[What to do]:
Set down exactly the lines below, starting at the one that contains "box: [0, 157, 302, 663]" and ending at the one that contains "227L305 198L171 156L10", with both of those lines included and nothing else.
--- --- ---
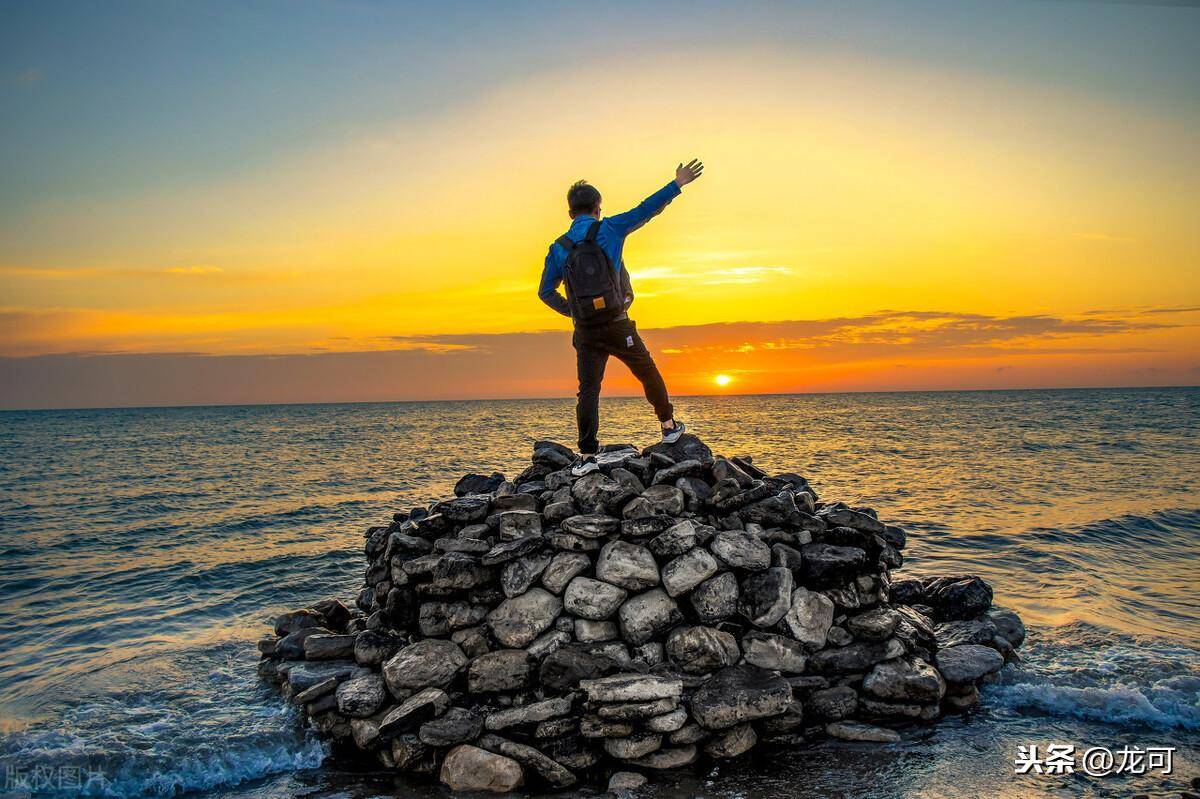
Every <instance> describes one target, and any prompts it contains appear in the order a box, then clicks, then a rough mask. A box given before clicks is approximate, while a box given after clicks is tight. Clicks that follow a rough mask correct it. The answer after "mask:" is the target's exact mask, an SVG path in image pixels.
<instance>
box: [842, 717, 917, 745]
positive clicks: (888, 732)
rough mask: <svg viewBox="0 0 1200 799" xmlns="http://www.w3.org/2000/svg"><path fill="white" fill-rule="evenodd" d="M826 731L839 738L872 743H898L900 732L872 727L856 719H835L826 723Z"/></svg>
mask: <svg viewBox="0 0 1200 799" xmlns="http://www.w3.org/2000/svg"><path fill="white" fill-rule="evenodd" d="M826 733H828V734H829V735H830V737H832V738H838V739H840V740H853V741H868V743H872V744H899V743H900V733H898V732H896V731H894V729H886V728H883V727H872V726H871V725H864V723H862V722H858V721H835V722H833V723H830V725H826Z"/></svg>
--- --- ---
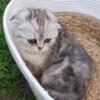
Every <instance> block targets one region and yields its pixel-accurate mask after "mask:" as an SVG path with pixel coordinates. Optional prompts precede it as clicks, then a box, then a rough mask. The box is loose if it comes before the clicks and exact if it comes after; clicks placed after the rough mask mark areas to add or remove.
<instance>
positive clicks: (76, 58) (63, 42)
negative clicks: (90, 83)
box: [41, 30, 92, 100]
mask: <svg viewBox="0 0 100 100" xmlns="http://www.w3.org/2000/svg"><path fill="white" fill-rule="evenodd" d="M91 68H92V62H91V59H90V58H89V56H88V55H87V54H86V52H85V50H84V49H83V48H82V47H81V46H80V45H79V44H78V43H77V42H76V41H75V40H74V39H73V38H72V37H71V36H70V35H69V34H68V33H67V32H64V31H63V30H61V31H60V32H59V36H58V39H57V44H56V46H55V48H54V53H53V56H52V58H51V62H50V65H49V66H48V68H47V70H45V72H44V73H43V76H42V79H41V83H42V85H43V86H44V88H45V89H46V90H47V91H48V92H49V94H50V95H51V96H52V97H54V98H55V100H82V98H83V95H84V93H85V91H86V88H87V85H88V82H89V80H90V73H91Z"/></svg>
--- --- ---
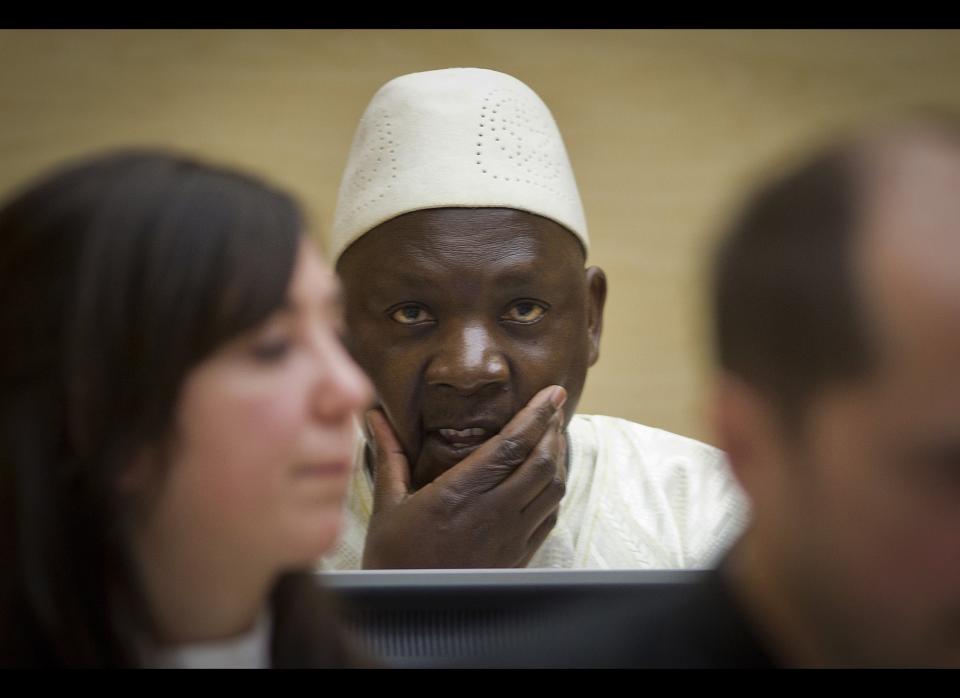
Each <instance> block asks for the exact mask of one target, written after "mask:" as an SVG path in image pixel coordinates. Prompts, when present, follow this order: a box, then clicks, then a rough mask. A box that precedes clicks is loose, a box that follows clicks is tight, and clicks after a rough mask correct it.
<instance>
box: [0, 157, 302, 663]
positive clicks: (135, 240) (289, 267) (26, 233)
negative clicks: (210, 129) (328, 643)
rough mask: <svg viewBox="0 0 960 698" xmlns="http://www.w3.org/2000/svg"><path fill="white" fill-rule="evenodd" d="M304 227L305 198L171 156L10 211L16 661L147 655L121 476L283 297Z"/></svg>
--- --- ---
[Reply]:
box: [0, 157, 302, 663]
positive clicks: (135, 240) (289, 267) (26, 233)
negative clicks: (210, 129) (328, 643)
rough mask: <svg viewBox="0 0 960 698" xmlns="http://www.w3.org/2000/svg"><path fill="white" fill-rule="evenodd" d="M304 227L305 198L171 156L10 211L16 661L147 655L121 476L283 297Z"/></svg>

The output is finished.